## begin INFORMATION PROVIDED

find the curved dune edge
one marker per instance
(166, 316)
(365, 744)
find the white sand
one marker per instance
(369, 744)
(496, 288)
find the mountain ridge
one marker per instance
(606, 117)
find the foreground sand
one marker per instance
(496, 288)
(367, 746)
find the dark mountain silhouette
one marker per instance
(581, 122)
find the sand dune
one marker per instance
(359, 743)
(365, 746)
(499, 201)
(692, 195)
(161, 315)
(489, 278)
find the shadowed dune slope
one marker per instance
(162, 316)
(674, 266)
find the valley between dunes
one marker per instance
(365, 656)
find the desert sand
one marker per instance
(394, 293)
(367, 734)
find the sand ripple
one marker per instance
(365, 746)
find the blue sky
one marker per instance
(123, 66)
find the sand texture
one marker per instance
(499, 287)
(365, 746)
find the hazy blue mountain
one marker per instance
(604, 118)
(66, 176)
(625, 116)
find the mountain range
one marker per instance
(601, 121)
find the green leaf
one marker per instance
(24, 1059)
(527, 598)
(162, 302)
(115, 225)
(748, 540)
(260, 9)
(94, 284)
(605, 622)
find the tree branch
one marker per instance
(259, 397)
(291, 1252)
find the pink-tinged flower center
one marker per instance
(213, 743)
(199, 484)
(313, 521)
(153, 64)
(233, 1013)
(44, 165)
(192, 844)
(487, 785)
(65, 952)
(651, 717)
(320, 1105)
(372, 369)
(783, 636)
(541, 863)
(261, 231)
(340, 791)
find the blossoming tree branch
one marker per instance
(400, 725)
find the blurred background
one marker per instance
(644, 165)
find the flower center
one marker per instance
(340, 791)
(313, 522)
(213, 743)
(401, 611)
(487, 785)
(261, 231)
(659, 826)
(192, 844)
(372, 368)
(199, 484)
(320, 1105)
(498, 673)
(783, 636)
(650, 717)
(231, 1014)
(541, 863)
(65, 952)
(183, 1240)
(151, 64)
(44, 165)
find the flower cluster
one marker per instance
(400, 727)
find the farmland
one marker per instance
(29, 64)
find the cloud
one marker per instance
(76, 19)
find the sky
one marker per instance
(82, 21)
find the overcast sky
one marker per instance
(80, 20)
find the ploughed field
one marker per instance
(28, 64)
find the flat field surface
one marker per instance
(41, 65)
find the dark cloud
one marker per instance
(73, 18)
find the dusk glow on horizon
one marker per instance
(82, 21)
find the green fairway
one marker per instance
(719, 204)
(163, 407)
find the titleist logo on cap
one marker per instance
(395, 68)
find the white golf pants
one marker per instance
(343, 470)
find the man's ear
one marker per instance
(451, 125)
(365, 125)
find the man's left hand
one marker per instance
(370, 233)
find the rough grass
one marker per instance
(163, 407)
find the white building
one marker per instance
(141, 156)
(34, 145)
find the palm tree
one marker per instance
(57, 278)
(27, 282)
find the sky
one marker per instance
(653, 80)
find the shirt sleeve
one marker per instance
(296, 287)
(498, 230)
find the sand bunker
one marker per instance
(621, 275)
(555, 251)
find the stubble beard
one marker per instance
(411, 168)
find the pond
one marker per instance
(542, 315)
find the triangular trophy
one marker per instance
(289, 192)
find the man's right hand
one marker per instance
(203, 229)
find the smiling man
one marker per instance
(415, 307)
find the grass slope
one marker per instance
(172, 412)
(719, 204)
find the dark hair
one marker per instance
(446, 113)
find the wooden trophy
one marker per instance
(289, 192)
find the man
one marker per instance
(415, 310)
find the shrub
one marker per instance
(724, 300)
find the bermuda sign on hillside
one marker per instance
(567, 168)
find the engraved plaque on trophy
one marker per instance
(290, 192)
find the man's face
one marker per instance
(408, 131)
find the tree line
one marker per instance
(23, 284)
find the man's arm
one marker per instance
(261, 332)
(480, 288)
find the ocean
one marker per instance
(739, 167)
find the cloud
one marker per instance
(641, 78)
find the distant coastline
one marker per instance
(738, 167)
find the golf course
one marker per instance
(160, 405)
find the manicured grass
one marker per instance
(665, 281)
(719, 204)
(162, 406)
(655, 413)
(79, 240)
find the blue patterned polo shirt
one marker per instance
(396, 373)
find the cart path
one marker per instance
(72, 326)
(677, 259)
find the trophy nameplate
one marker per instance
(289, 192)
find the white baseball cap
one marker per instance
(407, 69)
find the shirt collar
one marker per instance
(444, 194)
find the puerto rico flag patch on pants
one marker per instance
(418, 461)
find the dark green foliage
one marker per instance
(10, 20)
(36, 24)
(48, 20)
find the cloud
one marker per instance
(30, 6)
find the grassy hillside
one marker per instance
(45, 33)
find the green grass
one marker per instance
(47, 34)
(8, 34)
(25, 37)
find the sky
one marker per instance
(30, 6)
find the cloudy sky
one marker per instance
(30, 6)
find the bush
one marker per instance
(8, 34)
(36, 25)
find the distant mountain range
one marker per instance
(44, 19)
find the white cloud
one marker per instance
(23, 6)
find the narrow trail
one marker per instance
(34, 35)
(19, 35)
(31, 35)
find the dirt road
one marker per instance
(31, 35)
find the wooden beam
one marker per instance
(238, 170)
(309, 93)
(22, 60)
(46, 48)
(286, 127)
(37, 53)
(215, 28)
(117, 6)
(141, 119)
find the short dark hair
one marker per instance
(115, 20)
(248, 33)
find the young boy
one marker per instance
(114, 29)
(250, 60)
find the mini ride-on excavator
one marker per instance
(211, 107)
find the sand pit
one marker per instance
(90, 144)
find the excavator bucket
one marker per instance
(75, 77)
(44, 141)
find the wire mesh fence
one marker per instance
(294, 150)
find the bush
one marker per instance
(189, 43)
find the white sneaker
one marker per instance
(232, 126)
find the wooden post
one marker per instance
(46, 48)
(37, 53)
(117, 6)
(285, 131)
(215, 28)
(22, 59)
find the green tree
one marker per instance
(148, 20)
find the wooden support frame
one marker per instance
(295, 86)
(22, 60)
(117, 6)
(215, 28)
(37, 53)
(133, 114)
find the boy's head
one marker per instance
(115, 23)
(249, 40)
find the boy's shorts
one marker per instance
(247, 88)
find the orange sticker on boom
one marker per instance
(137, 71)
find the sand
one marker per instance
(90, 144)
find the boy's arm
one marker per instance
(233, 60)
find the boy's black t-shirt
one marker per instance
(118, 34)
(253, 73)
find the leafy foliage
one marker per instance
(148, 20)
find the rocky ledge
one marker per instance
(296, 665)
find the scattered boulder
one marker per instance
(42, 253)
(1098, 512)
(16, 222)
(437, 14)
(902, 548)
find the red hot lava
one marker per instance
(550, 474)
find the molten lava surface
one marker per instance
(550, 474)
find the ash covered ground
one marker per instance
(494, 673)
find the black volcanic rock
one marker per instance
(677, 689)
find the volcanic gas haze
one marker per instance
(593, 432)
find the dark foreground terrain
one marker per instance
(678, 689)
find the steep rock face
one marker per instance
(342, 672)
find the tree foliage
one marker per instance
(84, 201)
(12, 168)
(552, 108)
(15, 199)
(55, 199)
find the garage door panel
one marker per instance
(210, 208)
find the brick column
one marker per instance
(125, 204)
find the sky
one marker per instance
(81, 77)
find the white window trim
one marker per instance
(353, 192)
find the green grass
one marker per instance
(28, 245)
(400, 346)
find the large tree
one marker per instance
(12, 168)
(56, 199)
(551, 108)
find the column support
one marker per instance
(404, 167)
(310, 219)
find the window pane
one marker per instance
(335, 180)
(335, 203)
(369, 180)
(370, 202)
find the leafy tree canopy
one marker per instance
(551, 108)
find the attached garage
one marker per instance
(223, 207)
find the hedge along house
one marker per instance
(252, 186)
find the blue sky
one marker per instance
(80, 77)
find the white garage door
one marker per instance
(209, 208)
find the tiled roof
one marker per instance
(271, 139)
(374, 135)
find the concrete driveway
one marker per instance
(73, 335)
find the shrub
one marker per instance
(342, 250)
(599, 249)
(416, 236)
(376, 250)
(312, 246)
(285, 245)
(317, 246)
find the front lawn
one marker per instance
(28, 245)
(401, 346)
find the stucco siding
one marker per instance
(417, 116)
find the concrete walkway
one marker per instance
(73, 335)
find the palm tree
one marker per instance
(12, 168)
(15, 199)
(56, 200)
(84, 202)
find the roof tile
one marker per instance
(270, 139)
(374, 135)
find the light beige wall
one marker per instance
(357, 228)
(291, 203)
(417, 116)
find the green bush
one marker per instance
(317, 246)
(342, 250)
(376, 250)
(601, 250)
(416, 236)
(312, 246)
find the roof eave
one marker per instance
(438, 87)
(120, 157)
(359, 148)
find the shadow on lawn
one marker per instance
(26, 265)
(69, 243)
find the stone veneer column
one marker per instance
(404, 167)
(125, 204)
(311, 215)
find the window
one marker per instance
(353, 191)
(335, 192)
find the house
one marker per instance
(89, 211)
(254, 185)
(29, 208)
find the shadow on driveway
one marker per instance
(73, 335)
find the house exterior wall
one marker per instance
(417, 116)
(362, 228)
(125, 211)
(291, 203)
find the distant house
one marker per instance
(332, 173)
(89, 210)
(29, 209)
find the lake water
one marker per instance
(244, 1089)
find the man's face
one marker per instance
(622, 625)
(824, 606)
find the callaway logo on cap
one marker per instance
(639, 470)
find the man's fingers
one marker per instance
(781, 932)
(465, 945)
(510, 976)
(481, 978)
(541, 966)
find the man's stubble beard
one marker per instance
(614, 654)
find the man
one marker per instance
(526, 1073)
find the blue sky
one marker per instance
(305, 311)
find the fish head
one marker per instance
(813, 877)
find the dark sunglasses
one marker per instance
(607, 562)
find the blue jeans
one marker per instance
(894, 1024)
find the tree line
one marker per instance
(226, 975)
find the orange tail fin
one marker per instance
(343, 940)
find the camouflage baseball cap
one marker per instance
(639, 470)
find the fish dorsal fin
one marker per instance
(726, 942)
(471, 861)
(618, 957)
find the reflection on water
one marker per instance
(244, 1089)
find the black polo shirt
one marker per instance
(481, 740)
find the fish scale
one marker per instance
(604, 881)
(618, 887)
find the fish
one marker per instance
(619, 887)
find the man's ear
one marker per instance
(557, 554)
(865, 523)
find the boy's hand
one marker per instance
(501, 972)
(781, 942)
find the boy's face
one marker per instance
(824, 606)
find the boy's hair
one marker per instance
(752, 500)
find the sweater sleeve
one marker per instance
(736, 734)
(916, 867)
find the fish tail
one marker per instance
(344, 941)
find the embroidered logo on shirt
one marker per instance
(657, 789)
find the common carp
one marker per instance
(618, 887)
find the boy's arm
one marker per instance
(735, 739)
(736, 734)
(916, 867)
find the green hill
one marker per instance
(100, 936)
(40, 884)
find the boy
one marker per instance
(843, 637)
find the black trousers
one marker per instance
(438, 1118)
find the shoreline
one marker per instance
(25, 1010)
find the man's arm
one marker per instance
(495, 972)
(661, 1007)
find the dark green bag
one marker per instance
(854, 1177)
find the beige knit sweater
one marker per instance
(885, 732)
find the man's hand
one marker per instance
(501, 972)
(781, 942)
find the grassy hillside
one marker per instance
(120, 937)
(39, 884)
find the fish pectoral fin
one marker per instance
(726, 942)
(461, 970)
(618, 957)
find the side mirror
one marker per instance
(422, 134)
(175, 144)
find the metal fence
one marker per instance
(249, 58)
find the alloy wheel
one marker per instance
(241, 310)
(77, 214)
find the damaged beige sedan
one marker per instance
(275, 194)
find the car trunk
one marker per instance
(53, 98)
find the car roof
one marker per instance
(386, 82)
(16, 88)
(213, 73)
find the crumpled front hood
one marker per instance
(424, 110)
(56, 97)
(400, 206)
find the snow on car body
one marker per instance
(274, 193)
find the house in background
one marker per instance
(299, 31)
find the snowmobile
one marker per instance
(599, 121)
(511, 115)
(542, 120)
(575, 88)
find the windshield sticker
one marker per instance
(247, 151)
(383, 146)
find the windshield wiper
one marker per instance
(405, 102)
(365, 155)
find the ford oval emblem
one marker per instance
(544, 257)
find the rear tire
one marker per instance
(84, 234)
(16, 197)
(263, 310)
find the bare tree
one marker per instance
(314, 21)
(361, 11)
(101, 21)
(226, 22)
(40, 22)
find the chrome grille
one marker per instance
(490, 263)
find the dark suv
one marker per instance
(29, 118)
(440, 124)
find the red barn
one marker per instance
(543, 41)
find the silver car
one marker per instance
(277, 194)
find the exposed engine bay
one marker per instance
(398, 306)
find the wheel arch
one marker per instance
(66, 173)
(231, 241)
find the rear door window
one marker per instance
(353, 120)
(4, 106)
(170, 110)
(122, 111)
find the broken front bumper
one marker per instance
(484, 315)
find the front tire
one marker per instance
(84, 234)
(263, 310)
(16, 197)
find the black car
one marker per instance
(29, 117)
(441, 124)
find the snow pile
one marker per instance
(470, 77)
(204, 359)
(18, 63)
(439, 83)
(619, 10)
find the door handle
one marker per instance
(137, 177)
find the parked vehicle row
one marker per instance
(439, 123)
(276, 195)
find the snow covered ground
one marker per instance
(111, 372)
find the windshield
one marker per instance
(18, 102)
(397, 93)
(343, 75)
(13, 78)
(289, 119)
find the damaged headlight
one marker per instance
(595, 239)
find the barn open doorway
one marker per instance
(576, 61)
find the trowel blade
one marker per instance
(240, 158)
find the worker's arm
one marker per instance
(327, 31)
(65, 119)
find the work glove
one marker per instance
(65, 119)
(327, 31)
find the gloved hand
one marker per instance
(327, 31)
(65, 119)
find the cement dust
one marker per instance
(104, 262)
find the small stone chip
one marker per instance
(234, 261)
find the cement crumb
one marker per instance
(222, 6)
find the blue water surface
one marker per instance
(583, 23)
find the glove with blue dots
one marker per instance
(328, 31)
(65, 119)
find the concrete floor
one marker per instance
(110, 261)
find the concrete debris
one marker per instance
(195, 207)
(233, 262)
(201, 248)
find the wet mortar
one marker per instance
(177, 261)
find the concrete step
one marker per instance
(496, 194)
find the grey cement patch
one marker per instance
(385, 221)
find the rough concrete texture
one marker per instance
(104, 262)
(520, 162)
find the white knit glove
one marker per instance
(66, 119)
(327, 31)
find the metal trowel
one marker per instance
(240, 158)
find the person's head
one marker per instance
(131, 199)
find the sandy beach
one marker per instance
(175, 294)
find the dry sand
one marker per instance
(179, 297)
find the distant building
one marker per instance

## end INFORMATION PROVIDED

◆ EXERCISE PROMPT: Repeat exactly the lines from the line containing "find the wet mortar" through the last line of the records above, including both, and nothing else.

◆ WORKED SOLUTION:
find the wet mortar
one marker per instance
(177, 261)
find the concrete step
one marker per instance
(496, 194)
find the grey cement patch
one marker per instance
(385, 221)
find the rough concrete texture
one marker per instance
(104, 262)
(520, 162)
find the white knit glove
one marker per instance
(66, 119)
(327, 31)
find the metal trowel
one marker per instance
(240, 158)
find the person's head
one marker per instance
(131, 199)
find the sandy beach
one marker per instance
(175, 294)
find the dry sand
one marker per instance
(179, 297)
find the distant building
one marker per instance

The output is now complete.